→ Source document
Taxable income is to be calculated as per the provisions and rules contained in the Income Tax Act, 1961. For calculating income tax, slab rates are applied to the taxable income earned during the previous year. These slabs are notified in the budget at the end of each financial year. The income is calculated under various heads of Income and added. Next, deductions and/or exemptions available under Chapter VI-A, are deducted to get the Net Income Chargeable to Tax.
The return can be filed both physically & electronically. For e-filing download the government utility from the Income Tax portal (in excel format or java utility). Complete all the fields with the information required. Pay the taxes due and generate the XML. You can upload this XML on the government portal by logging into your account. Once the XML has been uploaded, download the acknowledgment in ITR-V. This ITR-V can be verified, either by using EVC code or can be couriered to CPC Bangalore for further processing.
ITR-1 has 4 parts: Part A has Personal Details, Part B is about Gross Total Income, Part C has Deductions and Taxable Total Income, Part D has Tax Computation and Tax Status, Schedule IT contains details of Advance Tax and Self-Assessment Tax Payments, Schedule TDS gives details of Tax Deducted at Source. The ITR-1 cannot be used if you are claiming double taxation relief under Section 90/90A/91.
Yes, return filing is compulsory if your taxable income is above the slab, whether taxes have been paid or not. You can claim the benefit of tax credit or get a refund only if your return is filed.

 

If any error is discovered after the return is filed then it can be revised u/s 139(5). Revised Return of Income Tax can be filed by an assessee any time before the end of the relevant assessment year or before the completion of the assessment, whichever is earlier.

 

It is mandatory to file income tax returns in India if any of the below conditions apply to you, whether you are a man, woman, or NRI, for the Assessment Year 2019-2020 (as per the Income Tax Act): (a)Earn gross annual income (before deductions u/s 80C to 80U) more than- 1. Rs. 2.5 Lakhs – For individuals below 60 years, 2. Rs. 3 Lakhs – For individuals above 60 years but below 80 years, 3. Rs. 5 Lakhs – For individuals above 80 years, (b) Earn income other than salary like house property, etc., (c) Want to claim an income tax refund of taxes already paid. Such as TDS, Advance Tax, etc., (d) Earn from or have invested in foreign assets, (e) Looking to apply for visa or loan applications, (f) Company or a firm, irrespective of profit or loss, (g) Having Bank Deposits of over Rs. 1 crore, (h) Bought foreign exchange of more than Rs. 2 lakh, (i) Paid an electricity bill of more than Rs. 1 lakh.

 

You can pay by either cash/cheque in any designated bank branch or online on the NSDL website. Payment is to be made in Challan-280 in both cases. The Challan must be filed accurately for further processing.

→ Brief 1
In the income tax text, which section of the Income Tax Act allows a return to be revised after filing?

→ Material for this task
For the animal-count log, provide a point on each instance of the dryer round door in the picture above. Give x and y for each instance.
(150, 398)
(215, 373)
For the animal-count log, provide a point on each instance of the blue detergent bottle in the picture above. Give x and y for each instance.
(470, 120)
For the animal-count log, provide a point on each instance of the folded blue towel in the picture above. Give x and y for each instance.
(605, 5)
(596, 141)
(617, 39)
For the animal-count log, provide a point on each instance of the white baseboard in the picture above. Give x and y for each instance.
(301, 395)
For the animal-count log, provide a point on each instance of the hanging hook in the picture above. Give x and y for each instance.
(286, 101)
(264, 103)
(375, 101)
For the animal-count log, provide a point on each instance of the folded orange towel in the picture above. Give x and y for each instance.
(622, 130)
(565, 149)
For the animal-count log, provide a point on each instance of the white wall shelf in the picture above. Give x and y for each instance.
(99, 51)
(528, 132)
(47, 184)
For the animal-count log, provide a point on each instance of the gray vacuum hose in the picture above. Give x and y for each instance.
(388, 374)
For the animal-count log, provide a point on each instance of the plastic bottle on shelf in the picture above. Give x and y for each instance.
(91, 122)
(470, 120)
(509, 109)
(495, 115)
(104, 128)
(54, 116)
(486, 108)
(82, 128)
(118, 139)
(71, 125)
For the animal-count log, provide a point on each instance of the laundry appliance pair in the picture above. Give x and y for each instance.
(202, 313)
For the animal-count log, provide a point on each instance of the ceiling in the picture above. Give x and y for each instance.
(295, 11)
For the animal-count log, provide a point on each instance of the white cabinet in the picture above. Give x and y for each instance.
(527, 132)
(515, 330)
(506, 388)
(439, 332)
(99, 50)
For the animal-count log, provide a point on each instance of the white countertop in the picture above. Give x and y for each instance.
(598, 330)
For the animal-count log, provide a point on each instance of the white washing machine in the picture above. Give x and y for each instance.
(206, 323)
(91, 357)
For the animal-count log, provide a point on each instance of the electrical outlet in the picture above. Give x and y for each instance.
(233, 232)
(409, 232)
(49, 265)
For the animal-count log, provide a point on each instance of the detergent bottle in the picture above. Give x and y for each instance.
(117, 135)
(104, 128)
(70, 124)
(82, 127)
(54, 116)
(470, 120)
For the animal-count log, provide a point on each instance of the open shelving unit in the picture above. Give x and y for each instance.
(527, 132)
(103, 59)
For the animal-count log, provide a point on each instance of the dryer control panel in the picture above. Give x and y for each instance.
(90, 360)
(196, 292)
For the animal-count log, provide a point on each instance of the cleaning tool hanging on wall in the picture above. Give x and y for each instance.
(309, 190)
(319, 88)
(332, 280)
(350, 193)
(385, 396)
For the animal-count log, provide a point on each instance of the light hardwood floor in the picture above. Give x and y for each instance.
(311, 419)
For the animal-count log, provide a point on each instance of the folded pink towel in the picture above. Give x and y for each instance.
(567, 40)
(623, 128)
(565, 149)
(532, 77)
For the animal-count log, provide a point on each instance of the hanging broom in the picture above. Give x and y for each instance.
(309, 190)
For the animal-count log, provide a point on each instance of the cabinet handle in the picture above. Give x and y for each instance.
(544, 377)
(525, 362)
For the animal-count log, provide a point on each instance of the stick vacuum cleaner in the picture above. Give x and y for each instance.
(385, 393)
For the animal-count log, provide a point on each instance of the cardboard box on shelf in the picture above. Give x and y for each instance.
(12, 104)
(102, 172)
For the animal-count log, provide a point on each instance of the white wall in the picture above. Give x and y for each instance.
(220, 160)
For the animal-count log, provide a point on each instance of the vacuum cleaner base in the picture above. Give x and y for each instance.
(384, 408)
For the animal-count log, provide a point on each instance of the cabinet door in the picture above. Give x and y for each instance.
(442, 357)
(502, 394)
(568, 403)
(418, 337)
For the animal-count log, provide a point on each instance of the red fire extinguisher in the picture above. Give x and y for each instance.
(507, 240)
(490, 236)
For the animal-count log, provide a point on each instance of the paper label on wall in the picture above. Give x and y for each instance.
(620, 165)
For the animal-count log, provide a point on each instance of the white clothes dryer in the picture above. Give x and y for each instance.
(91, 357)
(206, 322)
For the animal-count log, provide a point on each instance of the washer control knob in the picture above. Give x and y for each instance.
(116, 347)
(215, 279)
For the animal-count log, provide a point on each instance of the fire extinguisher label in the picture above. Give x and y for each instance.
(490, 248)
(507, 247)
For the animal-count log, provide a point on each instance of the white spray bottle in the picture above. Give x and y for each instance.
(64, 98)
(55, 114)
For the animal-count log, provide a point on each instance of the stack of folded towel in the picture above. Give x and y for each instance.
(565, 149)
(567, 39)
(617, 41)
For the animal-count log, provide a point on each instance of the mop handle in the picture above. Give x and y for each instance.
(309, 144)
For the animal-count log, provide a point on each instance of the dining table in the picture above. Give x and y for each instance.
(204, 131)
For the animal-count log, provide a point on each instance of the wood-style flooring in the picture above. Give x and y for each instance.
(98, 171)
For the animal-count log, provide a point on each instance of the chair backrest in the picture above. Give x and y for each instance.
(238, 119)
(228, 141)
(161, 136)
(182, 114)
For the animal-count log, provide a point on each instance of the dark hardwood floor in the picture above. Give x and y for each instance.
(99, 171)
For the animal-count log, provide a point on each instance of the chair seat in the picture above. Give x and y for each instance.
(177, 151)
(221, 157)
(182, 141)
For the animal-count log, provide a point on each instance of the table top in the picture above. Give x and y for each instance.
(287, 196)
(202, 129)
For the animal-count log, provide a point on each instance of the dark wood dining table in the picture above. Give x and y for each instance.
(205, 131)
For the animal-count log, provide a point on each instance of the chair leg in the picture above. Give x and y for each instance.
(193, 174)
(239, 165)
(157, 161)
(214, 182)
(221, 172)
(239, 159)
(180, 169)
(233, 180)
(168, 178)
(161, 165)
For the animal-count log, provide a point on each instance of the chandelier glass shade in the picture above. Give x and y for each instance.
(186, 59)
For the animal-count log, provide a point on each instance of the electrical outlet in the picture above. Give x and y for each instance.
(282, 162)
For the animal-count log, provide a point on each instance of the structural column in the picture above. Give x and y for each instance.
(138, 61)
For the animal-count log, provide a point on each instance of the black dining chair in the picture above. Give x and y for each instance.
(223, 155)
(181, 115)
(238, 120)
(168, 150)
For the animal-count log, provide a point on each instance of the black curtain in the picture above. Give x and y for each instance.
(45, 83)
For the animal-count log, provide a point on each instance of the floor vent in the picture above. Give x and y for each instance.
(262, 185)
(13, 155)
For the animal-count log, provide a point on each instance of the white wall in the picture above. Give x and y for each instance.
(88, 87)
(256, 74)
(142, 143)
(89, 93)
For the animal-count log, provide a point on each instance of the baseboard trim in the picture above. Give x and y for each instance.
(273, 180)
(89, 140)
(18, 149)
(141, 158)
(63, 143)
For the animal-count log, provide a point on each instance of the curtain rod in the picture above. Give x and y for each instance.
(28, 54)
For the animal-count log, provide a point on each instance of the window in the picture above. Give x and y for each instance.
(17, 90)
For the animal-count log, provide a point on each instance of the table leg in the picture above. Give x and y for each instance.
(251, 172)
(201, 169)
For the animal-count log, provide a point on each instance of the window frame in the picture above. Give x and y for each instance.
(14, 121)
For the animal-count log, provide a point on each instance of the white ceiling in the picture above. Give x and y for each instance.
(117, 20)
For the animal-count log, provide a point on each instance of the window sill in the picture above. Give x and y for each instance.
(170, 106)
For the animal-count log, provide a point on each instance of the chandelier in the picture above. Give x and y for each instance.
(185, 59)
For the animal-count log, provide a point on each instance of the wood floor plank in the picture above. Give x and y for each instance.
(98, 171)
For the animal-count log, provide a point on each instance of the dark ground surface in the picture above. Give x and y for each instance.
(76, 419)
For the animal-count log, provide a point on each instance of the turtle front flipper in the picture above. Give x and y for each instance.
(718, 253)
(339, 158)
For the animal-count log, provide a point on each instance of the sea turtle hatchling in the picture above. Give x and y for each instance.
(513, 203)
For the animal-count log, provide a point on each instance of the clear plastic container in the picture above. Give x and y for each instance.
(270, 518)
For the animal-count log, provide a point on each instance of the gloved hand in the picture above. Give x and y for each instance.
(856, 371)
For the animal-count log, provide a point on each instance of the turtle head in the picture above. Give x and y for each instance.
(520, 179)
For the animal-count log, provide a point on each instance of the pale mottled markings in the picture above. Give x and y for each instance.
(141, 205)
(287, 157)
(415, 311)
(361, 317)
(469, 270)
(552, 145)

→ Brief 2
Convert the records into a numbered list, starting at the line that contains "of the gloved" and ending at the end of the records, with both ends included and blank lines omitted.

→ Task result 1
Section 139(5).

→ Task result 2
1. For the animal-count log, provide a point on each instance of the gloved hand in the picture above. Give x and y for each instance.
2. (856, 371)
3. For the animal-count log, provide a point on each instance of the turtle head in the picture above. Give x and y for each instance.
4. (520, 179)
5. For the animal-count log, provide a point on each instance of the pale mottled markings in the picture above. Give x and y for each instance.
6. (141, 205)
7. (287, 157)
8. (415, 311)
9. (361, 317)
10. (469, 270)
11. (552, 145)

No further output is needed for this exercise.